(WHAT YOU ARE ASKED TO DO): Without including any image, repeat every record exactly.

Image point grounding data
- - -

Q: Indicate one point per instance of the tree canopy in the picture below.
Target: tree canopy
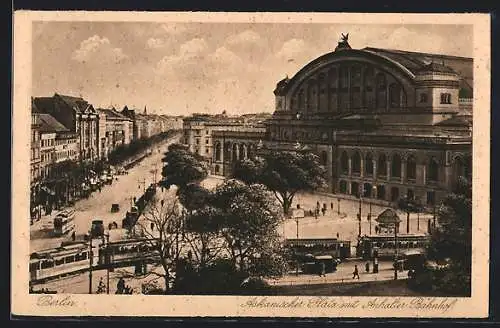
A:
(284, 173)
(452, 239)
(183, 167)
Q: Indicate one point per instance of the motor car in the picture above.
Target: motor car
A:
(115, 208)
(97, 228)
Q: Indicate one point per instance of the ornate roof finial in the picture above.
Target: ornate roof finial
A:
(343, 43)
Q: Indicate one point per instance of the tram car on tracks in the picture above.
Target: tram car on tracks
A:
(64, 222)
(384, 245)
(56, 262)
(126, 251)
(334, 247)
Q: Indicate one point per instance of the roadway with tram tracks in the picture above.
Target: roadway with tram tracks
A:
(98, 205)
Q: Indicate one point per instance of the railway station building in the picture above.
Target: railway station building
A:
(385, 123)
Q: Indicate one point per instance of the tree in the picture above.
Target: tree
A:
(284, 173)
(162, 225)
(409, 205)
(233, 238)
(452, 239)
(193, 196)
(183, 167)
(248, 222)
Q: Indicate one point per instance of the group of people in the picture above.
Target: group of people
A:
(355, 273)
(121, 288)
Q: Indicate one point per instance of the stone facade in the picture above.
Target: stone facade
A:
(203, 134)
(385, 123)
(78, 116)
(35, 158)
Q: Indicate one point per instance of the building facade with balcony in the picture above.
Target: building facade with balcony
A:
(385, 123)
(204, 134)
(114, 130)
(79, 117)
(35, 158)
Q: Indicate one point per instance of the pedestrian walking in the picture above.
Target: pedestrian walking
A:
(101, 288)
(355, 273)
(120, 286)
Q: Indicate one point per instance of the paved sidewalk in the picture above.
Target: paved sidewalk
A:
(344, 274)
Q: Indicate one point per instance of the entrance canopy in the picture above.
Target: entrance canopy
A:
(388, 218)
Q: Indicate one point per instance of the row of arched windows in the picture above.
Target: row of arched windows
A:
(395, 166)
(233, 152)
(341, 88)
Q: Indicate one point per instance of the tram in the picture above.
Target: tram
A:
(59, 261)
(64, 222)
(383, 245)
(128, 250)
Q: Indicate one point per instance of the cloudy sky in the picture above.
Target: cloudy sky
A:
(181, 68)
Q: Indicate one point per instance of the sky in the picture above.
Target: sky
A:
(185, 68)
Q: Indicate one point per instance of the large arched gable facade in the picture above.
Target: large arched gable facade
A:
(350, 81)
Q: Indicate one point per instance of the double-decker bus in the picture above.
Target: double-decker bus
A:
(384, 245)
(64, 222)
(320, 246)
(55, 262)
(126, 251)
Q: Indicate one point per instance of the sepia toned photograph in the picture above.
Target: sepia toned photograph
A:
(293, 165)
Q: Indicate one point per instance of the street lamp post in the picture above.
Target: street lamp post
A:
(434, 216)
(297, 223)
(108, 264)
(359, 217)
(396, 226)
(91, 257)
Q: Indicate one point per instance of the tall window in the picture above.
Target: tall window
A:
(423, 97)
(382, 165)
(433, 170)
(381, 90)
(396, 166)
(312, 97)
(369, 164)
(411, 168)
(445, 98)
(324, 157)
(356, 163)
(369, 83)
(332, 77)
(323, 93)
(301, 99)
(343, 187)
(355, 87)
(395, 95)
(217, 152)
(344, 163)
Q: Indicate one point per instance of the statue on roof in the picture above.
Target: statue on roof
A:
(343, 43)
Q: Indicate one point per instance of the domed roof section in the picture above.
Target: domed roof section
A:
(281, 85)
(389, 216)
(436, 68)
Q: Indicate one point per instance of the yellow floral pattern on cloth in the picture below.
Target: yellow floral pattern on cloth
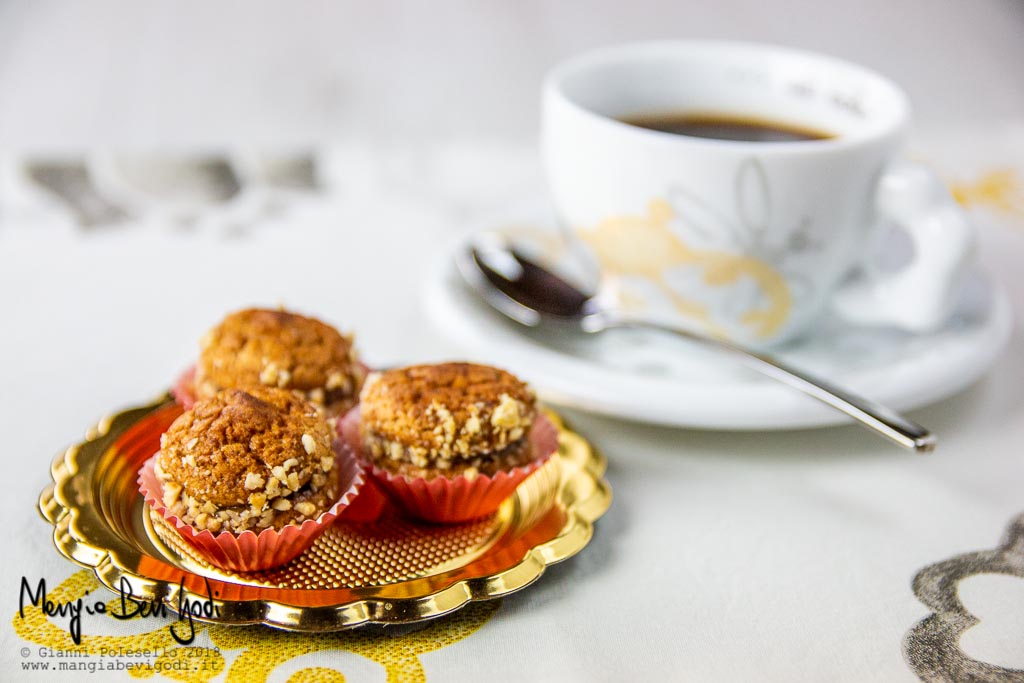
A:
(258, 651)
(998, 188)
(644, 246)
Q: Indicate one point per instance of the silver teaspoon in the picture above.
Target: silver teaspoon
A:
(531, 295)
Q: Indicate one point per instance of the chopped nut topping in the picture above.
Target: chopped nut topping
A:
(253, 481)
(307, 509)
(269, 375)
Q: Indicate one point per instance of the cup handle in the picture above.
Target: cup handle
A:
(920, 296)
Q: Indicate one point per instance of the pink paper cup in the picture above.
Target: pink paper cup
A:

- - -

(ANSWER BOX):
Q: Indicate one point per instance of the tree canopy in the picture below.
Target: tree canopy
A:
(284, 173)
(452, 239)
(183, 167)
Q: Indicate one point per instance of the motor car in the picture above.
Target: motor car
A:
(115, 208)
(97, 228)
Q: Indicate one point per instance of the ornate roof finial in the picture above.
Target: ornate roof finial
A:
(343, 43)
Q: Indicate one point per instance of the tram car on tracks in the picture above.
Target: tram car on tracks
A:
(64, 222)
(384, 245)
(56, 262)
(126, 251)
(334, 247)
Q: Indicate one point per instance of the roadway with tram tracks in the picture above.
Target: roadway with tram tracks
A:
(98, 205)
Q: Indicate one point per instance of the railway station building in the picture above.
Target: railway station building
A:
(385, 123)
Q: Indicate one point per instance of the tree in the picture above.
Target: tree
A:
(284, 173)
(162, 225)
(409, 205)
(233, 238)
(452, 239)
(193, 196)
(183, 167)
(248, 222)
Q: Indicate one point per instance of the group of people in the picture above.
Target: group of people
A:
(355, 273)
(121, 288)
Q: Indicate one point per instance of the stone facade in the picture above.
Target: stone facade
A:
(203, 134)
(385, 123)
(78, 116)
(35, 158)
Q: Indicate one point per instance of the building facade with balcony in the picture above.
Target: building facade with balcony
A:
(385, 123)
(204, 134)
(114, 130)
(79, 117)
(35, 158)
Q: Indicate one point per instance of the pedestrian walking in the picture above.
Target: pedestrian walking
A:
(101, 288)
(355, 273)
(120, 286)
Q: Indicate one point per instance of the paved sidewalk in the picture above.
Target: paved sidewalk
A:
(344, 274)
Q: Indicate one point per instance of the entrance canopy in the picture above.
Target: entrance canopy
A:
(388, 218)
Q: Indicate one point per instance of the row of arched windows in the picture above.
Target: row of arched windows
A:
(395, 166)
(233, 152)
(341, 88)
Q: Indicate one point per instance of the tram in the picture above.
Target: tram
A:
(59, 261)
(64, 222)
(383, 245)
(128, 250)
Q: Indicate one point per instance of the cloudy sky in the picture above.
Target: cloudy sky
A:
(181, 68)
Q: Indicate one point per instance of the sky in the picture above.
Target: sky
A:
(185, 68)
Q: Indicate one point per instance of the large arched gable facade in the picture above.
Target: large arched gable facade
A:
(350, 81)
Q: Indicate one point per instance of the double-decker bus in the picture above.
Target: double-decker bus
A:
(384, 245)
(64, 222)
(320, 246)
(55, 262)
(126, 251)
Q: Indicate one point per instance of the sepia toned photograph in the picture above.
Target: sepia toned photograph
A:
(293, 165)
Q: Indicate one point per instance of the street lamp post in the picture above.
Target: street lamp post
A:
(434, 216)
(297, 223)
(108, 264)
(359, 217)
(396, 226)
(91, 257)
Q: Indicate one point per instance of the tall window in the picture above.
Target: tall window
A:
(423, 97)
(382, 165)
(433, 170)
(381, 90)
(396, 166)
(312, 97)
(369, 164)
(411, 168)
(445, 98)
(324, 157)
(356, 163)
(369, 83)
(332, 77)
(323, 93)
(301, 99)
(343, 187)
(355, 87)
(395, 95)
(217, 152)
(344, 163)
Q: Indicate one point per instance of the statue on roof in the picture above.
Target: statue on roof
A:
(343, 43)
Q: Indicate one point per instance of the domed roof section in the picture above.
Target: domed roof section
A:
(281, 85)
(389, 216)
(436, 68)
Q: Indicate one point per instance of the yellow floral pattern on cloth in the picture below.
Target: yellow floral pattern on cloth
A:
(258, 651)
(998, 188)
(644, 246)
Q: Indicate one point per instance of the silver teaspoon in the picture above.
Target: silver teaspoon
A:
(531, 295)
Q: Indicate one point per instance of the chopped nut topping in the picture above.
Target: chopped nut topping
A:
(253, 481)
(307, 509)
(269, 375)
Q: Indicate one point per instance of the cup handle in the picture above.
Target: cup handle
A:
(920, 296)
Q: Indicate one point per instance of the pink paper cup in the picture above.
Target: pink paper cup
A:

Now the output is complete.